▸ Instructions to follow: Please copy every line of the records below, character for character, without changing anything.

▸ Task material:
=-=-=-=-=
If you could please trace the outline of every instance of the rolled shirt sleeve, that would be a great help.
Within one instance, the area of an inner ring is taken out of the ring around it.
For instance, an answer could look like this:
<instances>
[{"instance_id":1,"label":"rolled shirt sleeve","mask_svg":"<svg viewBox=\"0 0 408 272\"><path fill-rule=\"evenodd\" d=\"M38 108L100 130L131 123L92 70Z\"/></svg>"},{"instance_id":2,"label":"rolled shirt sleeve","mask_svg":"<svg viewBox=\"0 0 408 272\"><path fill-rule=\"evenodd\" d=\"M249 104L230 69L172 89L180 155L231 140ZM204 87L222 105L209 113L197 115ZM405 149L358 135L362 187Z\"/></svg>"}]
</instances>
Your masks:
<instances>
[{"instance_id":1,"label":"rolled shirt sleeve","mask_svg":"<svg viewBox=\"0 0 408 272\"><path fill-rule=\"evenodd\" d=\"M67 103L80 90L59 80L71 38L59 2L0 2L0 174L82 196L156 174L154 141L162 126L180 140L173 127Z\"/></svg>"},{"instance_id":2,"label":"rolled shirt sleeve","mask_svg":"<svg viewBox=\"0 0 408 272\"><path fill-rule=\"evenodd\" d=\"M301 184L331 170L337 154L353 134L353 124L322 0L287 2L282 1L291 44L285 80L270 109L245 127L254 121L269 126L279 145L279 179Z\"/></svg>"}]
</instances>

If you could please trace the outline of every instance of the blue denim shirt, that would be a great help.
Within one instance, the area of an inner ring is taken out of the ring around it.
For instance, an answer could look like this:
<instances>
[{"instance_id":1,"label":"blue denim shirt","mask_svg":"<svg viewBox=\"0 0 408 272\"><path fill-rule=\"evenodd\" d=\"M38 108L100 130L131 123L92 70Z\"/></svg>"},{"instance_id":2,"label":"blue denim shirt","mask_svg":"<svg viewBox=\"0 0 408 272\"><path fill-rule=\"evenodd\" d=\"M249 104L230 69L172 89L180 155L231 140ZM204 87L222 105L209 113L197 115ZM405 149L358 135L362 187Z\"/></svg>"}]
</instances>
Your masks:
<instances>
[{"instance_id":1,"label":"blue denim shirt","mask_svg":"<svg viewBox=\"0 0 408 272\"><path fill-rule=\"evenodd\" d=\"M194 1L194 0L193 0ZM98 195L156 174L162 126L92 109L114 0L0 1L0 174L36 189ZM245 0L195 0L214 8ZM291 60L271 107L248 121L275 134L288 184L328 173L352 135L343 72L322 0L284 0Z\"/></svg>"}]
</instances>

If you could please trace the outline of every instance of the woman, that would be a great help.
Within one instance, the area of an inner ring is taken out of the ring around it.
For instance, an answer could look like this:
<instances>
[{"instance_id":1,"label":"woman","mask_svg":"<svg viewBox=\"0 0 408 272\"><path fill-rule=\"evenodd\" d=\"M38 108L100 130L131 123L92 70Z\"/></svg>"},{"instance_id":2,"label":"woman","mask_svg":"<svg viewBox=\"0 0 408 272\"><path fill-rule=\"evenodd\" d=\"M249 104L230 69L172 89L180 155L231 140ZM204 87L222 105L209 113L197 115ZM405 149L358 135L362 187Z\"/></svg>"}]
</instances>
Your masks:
=-=-=-=-=
▸ Finished answer:
If you could please trace the outline of every instance of the rolled shirt sleeve, that would be a great help.
Within one instance, the area of an inner ring is taken out of the ring around it.
For instance, an answer could look like this:
<instances>
[{"instance_id":1,"label":"rolled shirt sleeve","mask_svg":"<svg viewBox=\"0 0 408 272\"><path fill-rule=\"evenodd\" d=\"M38 108L100 130L131 123L92 70Z\"/></svg>"},{"instance_id":2,"label":"rolled shirt sleeve","mask_svg":"<svg viewBox=\"0 0 408 272\"><path fill-rule=\"evenodd\" d=\"M249 104L230 69L172 89L180 155L231 140ZM204 87L222 105L209 113L197 115ZM405 149L358 135L362 187Z\"/></svg>"}]
</instances>
Your masks:
<instances>
[{"instance_id":1,"label":"rolled shirt sleeve","mask_svg":"<svg viewBox=\"0 0 408 272\"><path fill-rule=\"evenodd\" d=\"M67 103L80 90L59 80L71 38L59 2L0 2L0 174L82 196L156 174L154 141L162 126L180 140L173 127Z\"/></svg>"},{"instance_id":2,"label":"rolled shirt sleeve","mask_svg":"<svg viewBox=\"0 0 408 272\"><path fill-rule=\"evenodd\" d=\"M301 184L331 170L337 154L353 134L353 124L322 0L287 2L282 1L291 44L285 80L270 109L245 127L254 121L269 126L279 145L279 179Z\"/></svg>"}]
</instances>

If you could please trace the outline of every instance of the blue denim shirt, that would be a great help.
Within one instance, the area of an inner ring is taken out of the ring around it.
For instance, an answer could look like this:
<instances>
[{"instance_id":1,"label":"blue denim shirt","mask_svg":"<svg viewBox=\"0 0 408 272\"><path fill-rule=\"evenodd\" d=\"M38 108L100 130L131 123L92 70Z\"/></svg>"},{"instance_id":2,"label":"blue denim shirt","mask_svg":"<svg viewBox=\"0 0 408 272\"><path fill-rule=\"evenodd\" d=\"M249 104L230 69L172 89L180 155L231 140ZM204 87L222 105L209 113L197 115ZM405 149L358 135L362 187Z\"/></svg>"}]
</instances>
Your masks:
<instances>
[{"instance_id":1,"label":"blue denim shirt","mask_svg":"<svg viewBox=\"0 0 408 272\"><path fill-rule=\"evenodd\" d=\"M194 1L194 0L193 0ZM98 195L156 174L162 126L92 109L114 0L0 1L0 174L36 189ZM245 0L195 0L214 8ZM291 60L271 107L248 121L275 134L288 184L328 173L352 135L343 72L322 0L284 0Z\"/></svg>"}]
</instances>

If you could please trace the outline of every instance of the woman, that would be a great help.
Within one instance, the area of an inner ring is taken out of the ring around it.
For instance, an answer could look like this:
<instances>
[{"instance_id":1,"label":"woman","mask_svg":"<svg viewBox=\"0 0 408 272\"><path fill-rule=\"evenodd\" d=\"M38 108L100 130L131 123L92 70Z\"/></svg>"},{"instance_id":2,"label":"woman","mask_svg":"<svg viewBox=\"0 0 408 272\"><path fill-rule=\"evenodd\" d=\"M249 104L230 69L172 89L180 155L231 140ZM204 87L222 105L209 113L197 115ZM405 149L358 135L362 187Z\"/></svg>"}]
</instances>
Your masks:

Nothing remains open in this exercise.